■ Extrait du document:
Homélie du cardinal André Vingt-Trois - Messe en la cathédrale Notre-Dame – 12e Dimanche du Temps Ordinaire – Année C

Dimanche 23 juin 2013 - Notre-Dame de Paris

La profession de foi de Pierre est l’occasion pour Jésus de se révéler comme le Messie, mais non comme une puissance de ce monde, mais comme une puissance d’amour qui se manifeste en acceptant de subir la puissance des hommes. Pour suivre le Christ, il faut accepter de le suivre sur ce chemin d’humilité.

 Za 12, 10-11 a et 13, 1 ; Ps 62, 2-6.8-9 ; Ga 3, 26-29 ; Lc 9, 18-24

Frères et Sœurs,

Ce passage de l’évangile de saint Luc nous est signalé par l’évangéliste lui-même comme un moment décisif. Il commence en nous disant que « Jésus priait à l’écart » (Lc 9, 18), or nous savons que ces moments où Jésus se retire à l’écart pour prier sont, chez saint Luc, des moments particulièrement importants dans le déroulement de sa mission. Jésus est à l’écart avec ses disciples et il va leur apprendre quelque chose de décisif.

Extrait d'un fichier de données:

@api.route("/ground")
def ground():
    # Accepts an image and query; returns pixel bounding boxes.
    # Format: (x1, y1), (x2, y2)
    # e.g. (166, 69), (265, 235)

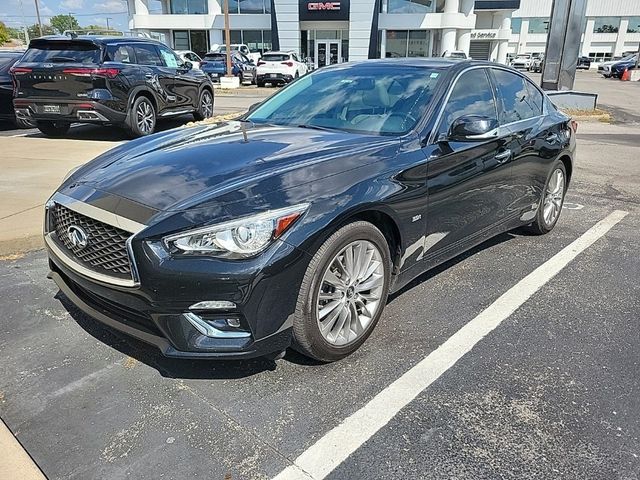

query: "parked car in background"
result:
(11, 35), (213, 137)
(176, 50), (202, 69)
(442, 50), (467, 60)
(0, 50), (32, 128)
(576, 56), (591, 70)
(44, 58), (576, 362)
(256, 52), (307, 87)
(200, 51), (256, 85)
(212, 43), (261, 63)
(527, 54), (544, 73)
(598, 55), (635, 78)
(511, 53), (531, 69)
(611, 55), (638, 78)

■ Travail à réaliser: Poursuivez, s'il vous plaît, l'homélie sur l'évangile de saint Luc à partir de sa dernière phrase.

■ Réponse:
Au cours des dimanches passés, nous avons été mis en présence de signes comme la Résurrection du fils de la veuve de Naïm, comme le pardon de la pécheresse chez Simon le pharisien, et juste avant le passage que nous venons d’entendre, Jésus a multiplié les pains pour la foule. Ces signes de la Résurrection des morts, du pardon des péchés, de la multiplication des pains, étaient des signes très significatifs pour les témoins qui suivaient le Christ. Et l’on comprend que ces signes aient suscité l’étonnement, l’émerveillement, l’enthousiasme, et que la notoriété de Jésus se soit répandue à travers la Galilée à mesure que ces signes étaient posés. On parlait beaucoup de lui. Et l’évangile nous dit, à l’instant même où Jésus se retire pour prier, que Hérode lui-même s’inquiétait de savoir qui il pouvait bien être. Il s’inquiétait de voir cette popularité grandir et risquer de faire de l’ombre à son pouvoir.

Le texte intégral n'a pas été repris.